## Document
--
History shows that Trump’s Venezuela campaign will be disastrous

Since Sept. 1, the United States has been blowing up boats in the Caribbean Sea and killing people on board with apparent impunity. The current known death toll stands at 32. According to President Donald Trump, the dead — and those the Navy continues to target — are Venezuelan “unlawful combatants” and “narco-terrorist” members of the Tren de Aragua gang and are alleged to be transporting drugs bound for America. This amounts to war on drug cartels, Trump has said, allowing the U.S. to act in self-defense.
As Salon’s Andrew O’Hehir has written, this “phony war” is indicative of the twisted pathology of Trump’s worldview. Reporting over the last week has made it clear: The danger of this situation going sideways becomes greater every day. And considering America’s history in the region, such an outcome almost seems pre-ordained.
Last week, Adm. Alvin Holsey, who heads the U.S. Southern Command, which oversees operations in Central and South America, resigned less than one year into his three-year term. Although the Pentagon did not give a reason for his departure, the New York Times reported that he had raised concerns about the boat attacks, as well as the larger drug counter-mission.
Holsey’s is a high-ranking resignation, but he is not the first to resign or be forced out over the strikes against Venezuelan boats. On Oct. 15, CNN’s Natasha Bertrand reported on Defense Secretary Pete Hegseth’s destruction of the Judge Advocate General’s Corps, with “multiple current and former JAGs telling CNN that the strikes do not appear lawful.” Doubts have also been raised within the defense department’s Office of General Counsel. The Pentagon has denied these reports, saying there is unanimous agreement that the strikes are lawful.
They are not. As Sen. Rand Paul, R-Ky., said on “Meet The Press” on Sunday, “[W]hen you kill someone, if you’re not in a declared war, you really need to know someone’s name at least. You have to accuse them of something. You have to present evidence. So all of these people have been blown up without any evidence of a crime.”
The president, though, does not seem to feel any moral obligation — or pressure — to produce any evidence, and over the weekend he inadvertently revealed the vacuity of the administration’s arguments.
--
Stored entries
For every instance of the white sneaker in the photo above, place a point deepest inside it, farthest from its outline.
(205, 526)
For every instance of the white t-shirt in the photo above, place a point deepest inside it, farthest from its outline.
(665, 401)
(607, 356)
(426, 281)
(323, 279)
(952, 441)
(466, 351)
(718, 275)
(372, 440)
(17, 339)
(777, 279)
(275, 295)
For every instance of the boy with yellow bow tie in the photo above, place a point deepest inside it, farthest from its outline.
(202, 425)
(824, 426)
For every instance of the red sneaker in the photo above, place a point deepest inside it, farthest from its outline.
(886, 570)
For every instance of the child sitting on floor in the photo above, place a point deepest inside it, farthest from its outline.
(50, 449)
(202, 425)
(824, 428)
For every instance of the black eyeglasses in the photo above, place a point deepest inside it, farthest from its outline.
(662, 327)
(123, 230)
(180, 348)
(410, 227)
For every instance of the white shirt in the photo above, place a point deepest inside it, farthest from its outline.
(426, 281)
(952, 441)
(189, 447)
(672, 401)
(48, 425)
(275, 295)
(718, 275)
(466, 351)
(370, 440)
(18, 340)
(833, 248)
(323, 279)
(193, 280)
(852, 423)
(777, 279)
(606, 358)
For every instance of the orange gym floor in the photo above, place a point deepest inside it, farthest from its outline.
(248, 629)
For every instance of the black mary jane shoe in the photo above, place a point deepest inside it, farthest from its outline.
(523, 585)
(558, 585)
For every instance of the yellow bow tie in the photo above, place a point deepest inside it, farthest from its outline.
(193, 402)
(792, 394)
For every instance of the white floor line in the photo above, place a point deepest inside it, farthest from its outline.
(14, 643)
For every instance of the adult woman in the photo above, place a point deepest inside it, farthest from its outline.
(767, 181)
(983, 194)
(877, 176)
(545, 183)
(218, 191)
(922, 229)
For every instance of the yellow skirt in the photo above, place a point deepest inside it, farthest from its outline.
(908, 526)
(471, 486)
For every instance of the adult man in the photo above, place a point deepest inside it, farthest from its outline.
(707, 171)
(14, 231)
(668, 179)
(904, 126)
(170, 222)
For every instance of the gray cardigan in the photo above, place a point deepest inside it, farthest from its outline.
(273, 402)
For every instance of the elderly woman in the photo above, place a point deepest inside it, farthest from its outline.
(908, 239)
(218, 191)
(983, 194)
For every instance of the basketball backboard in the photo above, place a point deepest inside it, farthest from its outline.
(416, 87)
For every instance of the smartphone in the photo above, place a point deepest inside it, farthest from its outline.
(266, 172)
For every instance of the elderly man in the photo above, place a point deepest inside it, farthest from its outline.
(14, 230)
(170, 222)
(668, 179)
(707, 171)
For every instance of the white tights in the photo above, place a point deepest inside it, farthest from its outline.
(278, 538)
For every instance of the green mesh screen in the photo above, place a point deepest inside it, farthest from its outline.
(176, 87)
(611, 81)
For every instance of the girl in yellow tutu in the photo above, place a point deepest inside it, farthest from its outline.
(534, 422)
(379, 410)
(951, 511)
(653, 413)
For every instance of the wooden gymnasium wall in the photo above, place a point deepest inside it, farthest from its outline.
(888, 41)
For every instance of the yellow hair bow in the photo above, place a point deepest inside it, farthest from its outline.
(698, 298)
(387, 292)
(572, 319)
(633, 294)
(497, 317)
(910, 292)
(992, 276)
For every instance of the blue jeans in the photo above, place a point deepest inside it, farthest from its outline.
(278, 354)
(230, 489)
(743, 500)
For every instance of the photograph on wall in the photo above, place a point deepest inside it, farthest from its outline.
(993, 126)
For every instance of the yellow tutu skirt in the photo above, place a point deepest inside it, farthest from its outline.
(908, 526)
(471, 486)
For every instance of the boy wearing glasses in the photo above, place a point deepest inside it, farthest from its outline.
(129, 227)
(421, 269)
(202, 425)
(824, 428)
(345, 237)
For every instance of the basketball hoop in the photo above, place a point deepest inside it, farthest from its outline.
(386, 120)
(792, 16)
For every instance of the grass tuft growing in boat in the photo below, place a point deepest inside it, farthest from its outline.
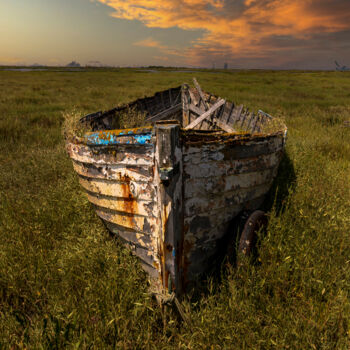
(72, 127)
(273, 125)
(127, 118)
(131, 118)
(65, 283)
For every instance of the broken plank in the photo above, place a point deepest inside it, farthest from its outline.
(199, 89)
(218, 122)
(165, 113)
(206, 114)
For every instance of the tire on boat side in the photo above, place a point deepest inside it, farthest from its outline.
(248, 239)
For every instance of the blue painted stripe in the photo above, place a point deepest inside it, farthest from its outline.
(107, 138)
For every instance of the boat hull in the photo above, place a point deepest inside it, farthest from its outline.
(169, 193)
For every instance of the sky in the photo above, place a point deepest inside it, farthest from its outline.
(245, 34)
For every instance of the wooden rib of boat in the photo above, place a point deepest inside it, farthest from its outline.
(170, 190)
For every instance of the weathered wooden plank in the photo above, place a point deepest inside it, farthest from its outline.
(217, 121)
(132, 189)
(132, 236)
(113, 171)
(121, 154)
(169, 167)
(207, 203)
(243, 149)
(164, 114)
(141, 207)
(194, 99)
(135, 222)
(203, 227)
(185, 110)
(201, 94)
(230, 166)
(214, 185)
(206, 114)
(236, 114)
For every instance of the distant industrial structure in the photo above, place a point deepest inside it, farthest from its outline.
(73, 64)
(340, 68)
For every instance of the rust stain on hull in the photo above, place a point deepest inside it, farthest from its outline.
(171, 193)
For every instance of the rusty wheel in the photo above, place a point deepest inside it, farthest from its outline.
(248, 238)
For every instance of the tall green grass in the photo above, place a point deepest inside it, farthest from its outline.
--
Answer these questions from the boat-strike article, one per line: 1. Since what date has the United States been blowing up boats in the Caribbean Sea? 2. Who resigned as head of the U.S. Southern Command? 3. On what program did Sen. Rand Paul speak on Sunday?

1. Sept. 1
2. Adm. Alvin Holsey
3. "Meet The Press"